__Task details__: Begin with the line containing "Put a marker on every instance of the pink" and copy each line exactly through the last line of the entries, inclusive.

[Records provided — start]

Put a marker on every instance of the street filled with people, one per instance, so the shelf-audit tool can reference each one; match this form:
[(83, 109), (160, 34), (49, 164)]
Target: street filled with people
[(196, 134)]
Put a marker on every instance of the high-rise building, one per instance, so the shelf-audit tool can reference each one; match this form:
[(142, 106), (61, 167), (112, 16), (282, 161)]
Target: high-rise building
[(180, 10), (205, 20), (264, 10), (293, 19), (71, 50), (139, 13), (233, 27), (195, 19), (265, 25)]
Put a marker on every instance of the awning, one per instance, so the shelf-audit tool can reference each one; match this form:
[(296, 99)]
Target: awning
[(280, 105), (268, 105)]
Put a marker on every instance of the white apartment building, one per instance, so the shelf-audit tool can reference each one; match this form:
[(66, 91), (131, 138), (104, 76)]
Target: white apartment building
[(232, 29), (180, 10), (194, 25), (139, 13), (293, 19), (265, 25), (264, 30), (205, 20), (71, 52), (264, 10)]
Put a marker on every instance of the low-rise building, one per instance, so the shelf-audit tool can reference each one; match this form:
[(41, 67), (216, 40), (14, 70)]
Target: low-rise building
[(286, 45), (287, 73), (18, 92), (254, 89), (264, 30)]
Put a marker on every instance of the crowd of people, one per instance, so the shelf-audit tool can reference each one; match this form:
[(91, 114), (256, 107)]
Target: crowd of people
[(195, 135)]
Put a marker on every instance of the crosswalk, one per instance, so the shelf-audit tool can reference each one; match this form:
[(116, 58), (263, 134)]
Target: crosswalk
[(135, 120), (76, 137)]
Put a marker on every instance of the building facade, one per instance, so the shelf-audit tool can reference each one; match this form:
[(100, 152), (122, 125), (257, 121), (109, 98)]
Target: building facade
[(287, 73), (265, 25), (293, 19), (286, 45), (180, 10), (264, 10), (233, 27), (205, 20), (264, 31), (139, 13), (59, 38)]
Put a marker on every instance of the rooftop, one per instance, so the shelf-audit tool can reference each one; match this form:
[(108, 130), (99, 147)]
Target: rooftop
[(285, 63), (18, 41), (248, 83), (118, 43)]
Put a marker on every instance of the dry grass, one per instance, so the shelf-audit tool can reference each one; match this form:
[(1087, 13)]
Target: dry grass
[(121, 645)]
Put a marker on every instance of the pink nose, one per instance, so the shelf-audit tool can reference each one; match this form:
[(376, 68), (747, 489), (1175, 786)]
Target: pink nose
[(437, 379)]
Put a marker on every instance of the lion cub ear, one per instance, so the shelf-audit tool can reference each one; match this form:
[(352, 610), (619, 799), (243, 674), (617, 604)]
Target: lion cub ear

[Records provided — finish]

__Result of the exercise__:
Put a marker on every instance of the pink nose, one per instance, so the shelf-audit tool can reference each one; match this form:
[(376, 68), (747, 489), (1175, 786)]
Target: pink nose
[(437, 379)]
Put a marker on every instance of the lion cub ear, one per instance, so the shelf-audit tool can reference each one; match this form:
[(352, 610), (619, 799), (243, 674), (617, 604)]
Target: lion cub ear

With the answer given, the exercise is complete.